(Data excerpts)
—————

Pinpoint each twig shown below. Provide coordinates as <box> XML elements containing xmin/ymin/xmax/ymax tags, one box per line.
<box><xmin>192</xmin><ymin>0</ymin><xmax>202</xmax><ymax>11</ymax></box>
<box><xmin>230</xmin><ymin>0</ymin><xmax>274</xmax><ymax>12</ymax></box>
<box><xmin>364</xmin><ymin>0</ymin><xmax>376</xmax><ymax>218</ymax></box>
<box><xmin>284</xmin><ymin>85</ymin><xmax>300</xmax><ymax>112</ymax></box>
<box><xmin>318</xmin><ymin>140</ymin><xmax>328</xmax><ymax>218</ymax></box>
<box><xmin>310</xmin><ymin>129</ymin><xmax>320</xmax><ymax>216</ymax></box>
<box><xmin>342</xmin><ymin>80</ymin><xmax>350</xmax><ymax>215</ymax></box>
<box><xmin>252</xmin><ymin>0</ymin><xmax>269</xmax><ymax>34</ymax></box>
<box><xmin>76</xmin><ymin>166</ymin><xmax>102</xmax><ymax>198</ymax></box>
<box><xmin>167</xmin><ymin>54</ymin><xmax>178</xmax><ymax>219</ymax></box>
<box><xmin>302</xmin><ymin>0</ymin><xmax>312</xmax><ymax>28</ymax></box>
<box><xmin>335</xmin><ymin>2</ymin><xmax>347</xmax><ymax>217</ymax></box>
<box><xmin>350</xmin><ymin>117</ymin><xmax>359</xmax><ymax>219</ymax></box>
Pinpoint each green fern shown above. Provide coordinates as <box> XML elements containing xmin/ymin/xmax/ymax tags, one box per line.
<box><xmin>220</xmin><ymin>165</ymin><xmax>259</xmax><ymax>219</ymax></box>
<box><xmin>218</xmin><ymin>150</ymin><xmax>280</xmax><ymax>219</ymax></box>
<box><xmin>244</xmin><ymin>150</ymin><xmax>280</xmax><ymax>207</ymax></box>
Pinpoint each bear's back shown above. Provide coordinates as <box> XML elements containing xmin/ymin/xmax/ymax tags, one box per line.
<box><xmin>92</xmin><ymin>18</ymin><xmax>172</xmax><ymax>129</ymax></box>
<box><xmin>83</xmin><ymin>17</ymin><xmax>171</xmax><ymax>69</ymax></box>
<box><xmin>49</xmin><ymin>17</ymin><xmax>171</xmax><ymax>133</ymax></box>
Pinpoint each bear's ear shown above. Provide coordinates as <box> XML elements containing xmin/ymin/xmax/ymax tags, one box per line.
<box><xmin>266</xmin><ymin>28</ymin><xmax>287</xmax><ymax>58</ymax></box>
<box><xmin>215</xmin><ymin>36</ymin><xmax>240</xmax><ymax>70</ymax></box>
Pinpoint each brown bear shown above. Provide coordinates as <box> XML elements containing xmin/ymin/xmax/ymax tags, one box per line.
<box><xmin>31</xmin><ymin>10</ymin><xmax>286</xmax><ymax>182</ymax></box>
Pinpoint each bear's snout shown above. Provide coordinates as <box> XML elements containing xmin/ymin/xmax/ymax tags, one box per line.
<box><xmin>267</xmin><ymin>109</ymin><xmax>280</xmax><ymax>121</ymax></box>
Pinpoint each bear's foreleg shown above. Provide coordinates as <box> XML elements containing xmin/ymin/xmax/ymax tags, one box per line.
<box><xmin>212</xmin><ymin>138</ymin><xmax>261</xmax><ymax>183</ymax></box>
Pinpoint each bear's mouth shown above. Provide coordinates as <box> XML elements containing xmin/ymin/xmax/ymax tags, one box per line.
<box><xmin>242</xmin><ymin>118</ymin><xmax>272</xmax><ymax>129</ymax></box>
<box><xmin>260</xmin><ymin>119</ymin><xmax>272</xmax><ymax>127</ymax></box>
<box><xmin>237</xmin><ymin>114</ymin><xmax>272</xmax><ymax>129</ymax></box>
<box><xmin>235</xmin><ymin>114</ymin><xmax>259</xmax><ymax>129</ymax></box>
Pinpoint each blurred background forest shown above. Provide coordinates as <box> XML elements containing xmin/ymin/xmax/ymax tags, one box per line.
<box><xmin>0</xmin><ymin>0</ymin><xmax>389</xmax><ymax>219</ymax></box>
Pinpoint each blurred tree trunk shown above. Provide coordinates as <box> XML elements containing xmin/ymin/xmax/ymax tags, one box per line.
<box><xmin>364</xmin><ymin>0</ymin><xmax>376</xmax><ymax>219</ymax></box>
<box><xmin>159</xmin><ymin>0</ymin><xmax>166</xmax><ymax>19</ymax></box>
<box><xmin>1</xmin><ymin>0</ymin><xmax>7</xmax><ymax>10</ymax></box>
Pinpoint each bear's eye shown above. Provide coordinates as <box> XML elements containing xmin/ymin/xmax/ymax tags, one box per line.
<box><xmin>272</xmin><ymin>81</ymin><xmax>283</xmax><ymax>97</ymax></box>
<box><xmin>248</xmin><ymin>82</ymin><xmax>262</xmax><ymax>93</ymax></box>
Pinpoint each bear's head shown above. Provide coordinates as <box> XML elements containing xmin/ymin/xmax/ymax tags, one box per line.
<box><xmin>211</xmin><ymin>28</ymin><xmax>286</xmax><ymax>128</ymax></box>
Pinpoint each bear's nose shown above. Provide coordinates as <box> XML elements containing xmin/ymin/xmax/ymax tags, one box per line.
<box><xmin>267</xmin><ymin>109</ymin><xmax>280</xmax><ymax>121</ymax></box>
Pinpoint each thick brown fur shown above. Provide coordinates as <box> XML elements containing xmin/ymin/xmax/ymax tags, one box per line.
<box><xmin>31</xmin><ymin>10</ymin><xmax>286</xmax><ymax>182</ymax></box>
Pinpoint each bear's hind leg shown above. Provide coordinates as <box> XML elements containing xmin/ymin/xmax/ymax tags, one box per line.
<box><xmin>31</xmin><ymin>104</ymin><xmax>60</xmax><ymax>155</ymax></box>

—————

What needs to be done: Your task is to retype all of the lines above exactly.

Answer section:
Pinpoint each twig shown below. Provide coordinates as <box> XML elements containing xmin/ymin/xmax/ymax tags, one box per line.
<box><xmin>192</xmin><ymin>0</ymin><xmax>202</xmax><ymax>11</ymax></box>
<box><xmin>230</xmin><ymin>0</ymin><xmax>274</xmax><ymax>12</ymax></box>
<box><xmin>364</xmin><ymin>0</ymin><xmax>376</xmax><ymax>218</ymax></box>
<box><xmin>284</xmin><ymin>85</ymin><xmax>300</xmax><ymax>112</ymax></box>
<box><xmin>318</xmin><ymin>140</ymin><xmax>328</xmax><ymax>218</ymax></box>
<box><xmin>310</xmin><ymin>129</ymin><xmax>320</xmax><ymax>216</ymax></box>
<box><xmin>342</xmin><ymin>80</ymin><xmax>350</xmax><ymax>215</ymax></box>
<box><xmin>252</xmin><ymin>0</ymin><xmax>269</xmax><ymax>34</ymax></box>
<box><xmin>76</xmin><ymin>166</ymin><xmax>102</xmax><ymax>198</ymax></box>
<box><xmin>167</xmin><ymin>54</ymin><xmax>178</xmax><ymax>219</ymax></box>
<box><xmin>302</xmin><ymin>0</ymin><xmax>312</xmax><ymax>28</ymax></box>
<box><xmin>335</xmin><ymin>2</ymin><xmax>347</xmax><ymax>217</ymax></box>
<box><xmin>350</xmin><ymin>117</ymin><xmax>359</xmax><ymax>219</ymax></box>
Pinpoint each green fern shown above. Provide coordinates as <box> XML elements containing xmin/ymin/xmax/ymax tags, one box per line.
<box><xmin>220</xmin><ymin>165</ymin><xmax>259</xmax><ymax>219</ymax></box>
<box><xmin>218</xmin><ymin>150</ymin><xmax>280</xmax><ymax>219</ymax></box>
<box><xmin>244</xmin><ymin>150</ymin><xmax>280</xmax><ymax>207</ymax></box>
Pinpoint each bear's back shown above. Provide coordinates as <box> XML elements containing xmin/ymin/xmax/ymax tags, one box per line.
<box><xmin>92</xmin><ymin>18</ymin><xmax>172</xmax><ymax>129</ymax></box>
<box><xmin>83</xmin><ymin>17</ymin><xmax>171</xmax><ymax>69</ymax></box>
<box><xmin>49</xmin><ymin>17</ymin><xmax>171</xmax><ymax>133</ymax></box>
Pinpoint each bear's ear shown above. Provide coordinates as <box> XML elements containing xmin/ymin/xmax/ymax tags, one box per line.
<box><xmin>266</xmin><ymin>28</ymin><xmax>287</xmax><ymax>58</ymax></box>
<box><xmin>215</xmin><ymin>36</ymin><xmax>240</xmax><ymax>70</ymax></box>
Pinpoint each brown bear shown above. Provide coordinates as <box> XML elements containing xmin/ymin/xmax/ymax tags, one box per line.
<box><xmin>31</xmin><ymin>10</ymin><xmax>286</xmax><ymax>182</ymax></box>
Pinpoint each bear's snout shown above. Provide coordinates as <box> XML elements containing xmin/ymin/xmax/ymax tags, one box per line.
<box><xmin>267</xmin><ymin>109</ymin><xmax>280</xmax><ymax>121</ymax></box>
Pinpoint each bear's foreleg shown above. Provide coordinates as <box> XML elements containing xmin/ymin/xmax/ymax tags, one box per line.
<box><xmin>212</xmin><ymin>138</ymin><xmax>261</xmax><ymax>183</ymax></box>
Pinpoint each bear's mouth shown above. Provide coordinates as <box> XML elements containing xmin/ymin/xmax/ymax tags, one box per line.
<box><xmin>242</xmin><ymin>118</ymin><xmax>272</xmax><ymax>129</ymax></box>
<box><xmin>260</xmin><ymin>119</ymin><xmax>272</xmax><ymax>127</ymax></box>
<box><xmin>237</xmin><ymin>114</ymin><xmax>272</xmax><ymax>129</ymax></box>
<box><xmin>235</xmin><ymin>114</ymin><xmax>259</xmax><ymax>129</ymax></box>
Pinpoint each blurred background forest shown above. Provide coordinates as <box> XML elements containing xmin/ymin/xmax/ymax tags, one box per line.
<box><xmin>0</xmin><ymin>0</ymin><xmax>389</xmax><ymax>219</ymax></box>
Pinpoint each blurred tree trunk shown above. Provide coordinates as <box> XML elements containing xmin/ymin/xmax/ymax tags, one box per line.
<box><xmin>364</xmin><ymin>0</ymin><xmax>376</xmax><ymax>219</ymax></box>
<box><xmin>159</xmin><ymin>0</ymin><xmax>166</xmax><ymax>19</ymax></box>
<box><xmin>1</xmin><ymin>0</ymin><xmax>7</xmax><ymax>10</ymax></box>
Pinpoint each bear's eye shown above. Provide coordinates as <box> XML elements containing xmin/ymin/xmax/ymax tags, one box per line.
<box><xmin>272</xmin><ymin>81</ymin><xmax>283</xmax><ymax>97</ymax></box>
<box><xmin>248</xmin><ymin>82</ymin><xmax>262</xmax><ymax>93</ymax></box>
Pinpoint each bear's head shown above. Provide coordinates as <box> XML elements containing xmin/ymin/xmax/ymax tags, one box per line.
<box><xmin>211</xmin><ymin>28</ymin><xmax>286</xmax><ymax>128</ymax></box>
Pinpoint each bear's nose shown above. Provide coordinates as <box> XML elements containing xmin/ymin/xmax/ymax tags, one box per line.
<box><xmin>267</xmin><ymin>109</ymin><xmax>280</xmax><ymax>121</ymax></box>
Pinpoint each thick brown fur shown above. Provide coordinates as <box> XML elements containing xmin/ymin/xmax/ymax tags, one box per line.
<box><xmin>31</xmin><ymin>10</ymin><xmax>286</xmax><ymax>182</ymax></box>
Pinpoint each bear's hind leg shown above. Provide coordinates as <box> XML elements containing xmin/ymin/xmax/ymax tags, one box per line.
<box><xmin>31</xmin><ymin>104</ymin><xmax>60</xmax><ymax>155</ymax></box>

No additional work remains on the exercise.